Set problem 1 –
Find each line in the listing below that contains the string "cricket" and copy it. Case matters.

Selected extract –
Subway Encounter

EXCERPT: Late night, New York City. Street thugs confront a young Brandon del Pozo. What happened next changes his life.

During the summer of my freshman year of college, I worked for an environmental advocacy group in downtown Manhattan. We would fundraise into the night, door to door. I would take the subway home, sometimes late. It was 1993. The crime rate was breaking records in New York City and this was the most dangerous thing I did on a routine basis.

There was a transfer I had to make at Atlantic Avenue in Brooklyn. One night as I peered north into the subway tunnel in anticipation of the shifting lights on distant rails that signaled the approach of a train, I noticed three or four young men descend onto the platform from a set of stairs. They were still far off, but as far as I could see, it was just us. Each of them sized me up privately, looking me up and down, then one muttered something to the others. I couldn’t hear what it was, but I had this feeling, one I had not been wrong about yet, that they were going to try to rob me. It would be the fourth time. I was 19. I turned around for a moment and took a knife from my bookbag and put it in my shorts pocket. I’d bought it at a flea market. The blade was short enough to be legal. I had been carrying it for years, sometimes with a can of mace, because I had learned that in New York City you might have to brandish a knife or spray chemicals in a person’s face just to get home. I had already done the latter once.

I decided it would be best for me to leave the platform and get on the next train. As I walked toward the stairs, the group walked toward me. When we met they surrounded me. One of them held up a switchblade, closed and gripped in his fist. “Give us what you got,” the oldest one, the leader, said. “Empty your pockets so we see the whites.”

I realized I was not going to fight these guys. I wasn’t the type to stab anyone over property and I wasn’t going to fight a group of muggers when one of them had a knife. I was terrified and just wanted to survive.

“Listen,” I said, “I have a knife in my pocket. You can have it.”

“Give it to me,” the leader ordered.

I pulled it out. It had been more of a talisman than a weapon. One of the kids took it and put it in his pocket.

“Now the money.”

“You can have everything I’ve got,” I said, “but I’m telling you, it’s only a dollar.” They were incredulous and becoming angry. I took out my nylon wallet and gave them the dollar. They searched it for more, then had me pull my empty pockets inside out, so they could see the whites, as if it was a technique they had learned in robbery trade school. Then they took off my baseball hat and searched the headband. They told me to open my bag. All that was in it were some pens, a notebook and a Scribner’s edition of A Farewell to Arms.

There really wasn’t anywhere else to look besides my underwear, a fact not lost on them. They were either going to have to end this or stab me. They argued about an underwear search. Then the leader issued his decision: “Get out of here.” I walked off, wondering was this really how it was going to end, were we going to just wait for the next train together? By now more people had come down onto the platform from other parts of the station. I walked out of sight and up the stairs to the mezzanine level of the station so I could find a pay phone and call 911. I would do it as a matter of civic duty; we all knew the city’s crime was beyond the control of its police.

Set problem 2 –
Write the next part of the subway mugging story above, picking up right after its last sentence.

Rows –
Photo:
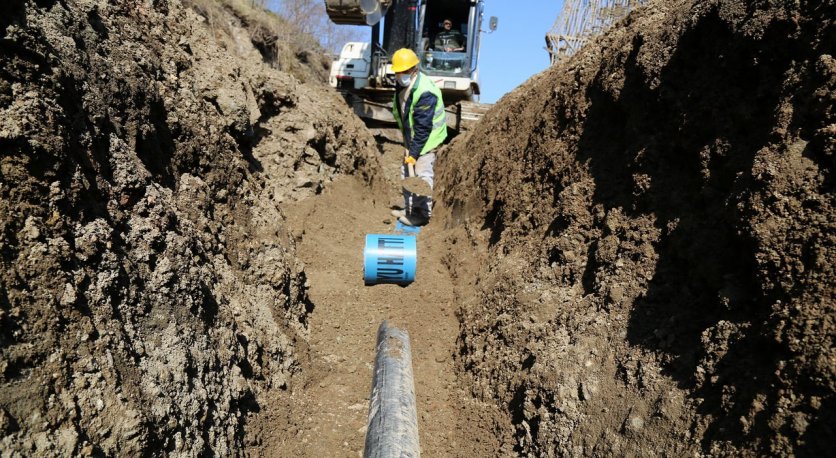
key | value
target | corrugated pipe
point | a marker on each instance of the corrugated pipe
(393, 418)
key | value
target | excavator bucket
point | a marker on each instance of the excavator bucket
(356, 12)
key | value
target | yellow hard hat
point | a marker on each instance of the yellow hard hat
(403, 60)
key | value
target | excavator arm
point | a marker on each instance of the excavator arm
(356, 12)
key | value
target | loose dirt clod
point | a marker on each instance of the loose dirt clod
(416, 185)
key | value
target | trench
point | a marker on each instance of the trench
(328, 413)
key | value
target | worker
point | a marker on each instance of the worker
(449, 39)
(419, 112)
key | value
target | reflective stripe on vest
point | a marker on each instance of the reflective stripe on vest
(439, 129)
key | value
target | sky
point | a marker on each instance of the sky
(517, 49)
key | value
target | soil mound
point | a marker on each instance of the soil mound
(657, 231)
(149, 289)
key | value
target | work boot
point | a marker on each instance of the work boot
(413, 220)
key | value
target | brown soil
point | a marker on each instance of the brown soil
(657, 231)
(639, 262)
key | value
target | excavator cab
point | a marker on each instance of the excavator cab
(363, 71)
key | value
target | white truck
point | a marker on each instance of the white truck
(363, 71)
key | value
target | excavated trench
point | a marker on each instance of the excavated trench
(632, 253)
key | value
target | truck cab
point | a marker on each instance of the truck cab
(363, 71)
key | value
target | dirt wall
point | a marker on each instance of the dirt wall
(149, 290)
(654, 230)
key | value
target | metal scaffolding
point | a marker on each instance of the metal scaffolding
(581, 20)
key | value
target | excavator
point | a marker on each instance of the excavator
(363, 71)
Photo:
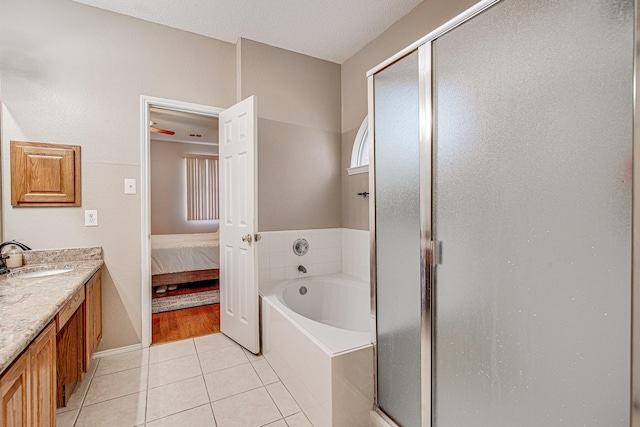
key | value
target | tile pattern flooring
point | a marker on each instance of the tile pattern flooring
(204, 381)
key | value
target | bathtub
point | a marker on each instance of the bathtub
(316, 334)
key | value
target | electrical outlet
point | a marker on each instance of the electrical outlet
(129, 186)
(91, 218)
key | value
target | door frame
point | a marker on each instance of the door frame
(428, 249)
(147, 102)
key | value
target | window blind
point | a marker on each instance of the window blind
(202, 187)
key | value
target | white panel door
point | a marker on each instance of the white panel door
(238, 224)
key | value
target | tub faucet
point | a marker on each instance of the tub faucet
(3, 266)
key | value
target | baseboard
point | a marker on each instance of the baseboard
(119, 350)
(376, 420)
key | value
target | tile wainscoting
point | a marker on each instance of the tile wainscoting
(331, 250)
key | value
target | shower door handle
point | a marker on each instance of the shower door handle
(435, 252)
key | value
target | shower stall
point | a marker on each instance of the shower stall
(502, 218)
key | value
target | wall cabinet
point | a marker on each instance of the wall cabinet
(27, 388)
(44, 174)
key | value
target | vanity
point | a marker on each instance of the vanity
(50, 326)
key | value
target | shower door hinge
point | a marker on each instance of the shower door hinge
(435, 252)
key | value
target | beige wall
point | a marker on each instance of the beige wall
(74, 74)
(427, 16)
(298, 136)
(168, 188)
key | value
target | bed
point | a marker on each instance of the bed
(183, 258)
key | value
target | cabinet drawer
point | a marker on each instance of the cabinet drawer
(69, 308)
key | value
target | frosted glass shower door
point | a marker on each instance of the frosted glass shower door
(532, 203)
(397, 232)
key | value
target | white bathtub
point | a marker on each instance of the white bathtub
(316, 333)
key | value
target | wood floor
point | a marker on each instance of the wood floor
(187, 323)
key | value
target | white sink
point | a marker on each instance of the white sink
(43, 273)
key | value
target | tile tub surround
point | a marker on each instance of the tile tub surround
(204, 381)
(331, 250)
(28, 305)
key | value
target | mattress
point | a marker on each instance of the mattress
(174, 253)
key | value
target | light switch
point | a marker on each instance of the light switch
(91, 218)
(129, 186)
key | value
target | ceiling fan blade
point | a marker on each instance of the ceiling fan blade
(166, 132)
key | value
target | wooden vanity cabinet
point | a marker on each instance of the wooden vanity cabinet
(92, 317)
(15, 393)
(79, 333)
(43, 378)
(27, 388)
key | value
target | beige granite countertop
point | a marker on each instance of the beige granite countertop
(28, 305)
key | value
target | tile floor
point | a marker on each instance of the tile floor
(204, 381)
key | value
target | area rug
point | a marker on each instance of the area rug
(178, 302)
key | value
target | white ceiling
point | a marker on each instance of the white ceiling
(333, 30)
(184, 124)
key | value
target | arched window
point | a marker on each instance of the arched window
(360, 152)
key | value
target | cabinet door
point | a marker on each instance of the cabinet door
(43, 380)
(14, 392)
(44, 174)
(92, 317)
(69, 356)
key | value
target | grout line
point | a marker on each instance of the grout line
(90, 378)
(205, 385)
(146, 392)
(176, 413)
(237, 394)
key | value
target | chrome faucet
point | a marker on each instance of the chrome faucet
(3, 266)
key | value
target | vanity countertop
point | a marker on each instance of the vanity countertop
(28, 305)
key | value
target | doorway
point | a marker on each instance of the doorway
(173, 143)
(184, 225)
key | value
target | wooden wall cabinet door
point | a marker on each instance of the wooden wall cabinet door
(92, 317)
(43, 378)
(15, 394)
(44, 174)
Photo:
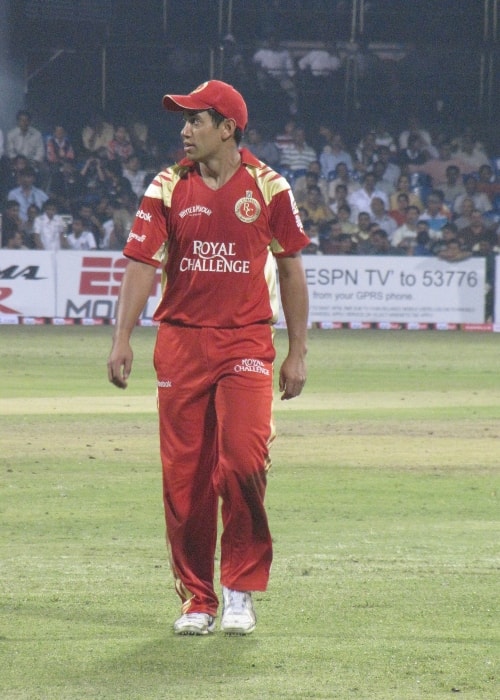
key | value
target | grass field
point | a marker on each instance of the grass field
(383, 502)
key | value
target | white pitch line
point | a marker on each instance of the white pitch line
(307, 402)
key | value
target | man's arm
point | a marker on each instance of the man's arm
(134, 292)
(295, 302)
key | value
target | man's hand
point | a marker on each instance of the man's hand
(120, 364)
(292, 377)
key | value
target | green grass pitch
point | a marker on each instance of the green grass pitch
(383, 501)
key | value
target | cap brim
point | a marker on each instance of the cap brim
(178, 103)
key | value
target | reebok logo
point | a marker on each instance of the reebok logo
(133, 235)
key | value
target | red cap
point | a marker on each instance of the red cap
(213, 94)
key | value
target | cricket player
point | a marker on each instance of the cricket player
(218, 223)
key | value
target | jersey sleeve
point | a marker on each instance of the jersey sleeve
(148, 236)
(286, 225)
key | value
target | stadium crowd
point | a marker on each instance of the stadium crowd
(415, 190)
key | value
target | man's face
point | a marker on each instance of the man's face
(377, 206)
(364, 221)
(370, 182)
(412, 216)
(201, 138)
(434, 205)
(23, 122)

Written response 1 –
target | cricket player
point | a marker on each instance of the cricket player

Written response 2 –
That feeling changed in an instant. Instead of a phone, I got Police Officer Thomas Higdon Jr. He was young, tall, black and very fit. His head was down and he was writing in his activity log. I immediately felt safe and knew it was going to end well. I had never felt this way before in the wake of the city’s menace.

“Officer,” I said. He stopped writing and looked up, sizing me up in his own way. “Some guys just robbed me on the platform.”

It was like flipping a switch. He put his log away and spoke into his radio, saying things I do not remember and did not understand but have since spoken for myself. He asked me to describe the suspects and I did: black, in their late teens or early 20s.

“Do they have any weapons?” he asked.

“Well, at least two knives,” I said.

As he stood there, I could hear a train pulling into the station.

“Sir,” I said, “I’m not a cop and I don’t know how this works but if the train leaves then I don’t think you’ll be able to catch them.”

Officer Higdon had been doing the sensible thing, waiting for backup. I could see him thinking, but I didn’t fully understand at the time that this was a man deciding how much he wanted to risk. Dismay overtook me as the train’s conductor announced the train line and the next stop. Higdon nodded to himself.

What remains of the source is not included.